## MATERIAL SUPPLIED
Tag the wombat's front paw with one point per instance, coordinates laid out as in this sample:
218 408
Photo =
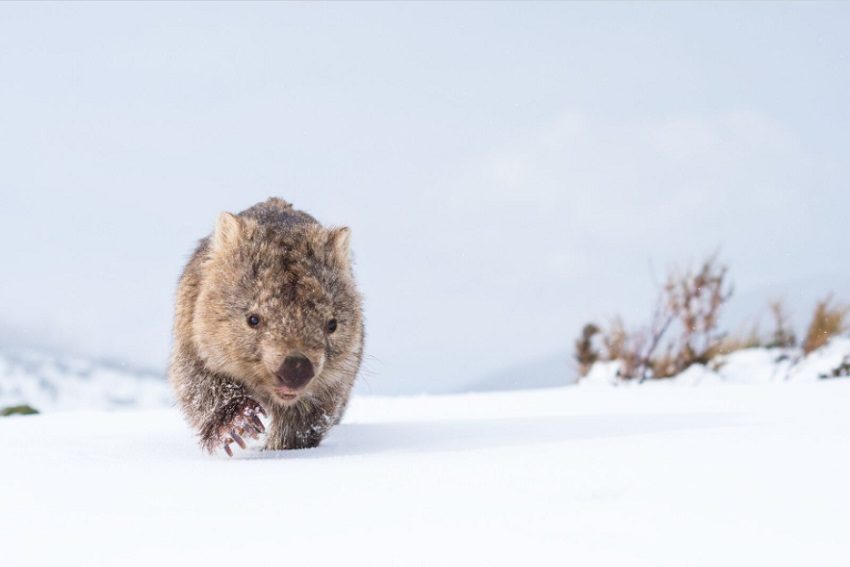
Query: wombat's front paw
235 420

## THE TASK
Please repeat the entries above exactly, leaving out any pictures.

## EXERCISE RESULT
Tag the wombat's front paw with one point per instance, coordinates laid out as in this sample:
218 408
Photo =
Query: wombat's front paw
235 420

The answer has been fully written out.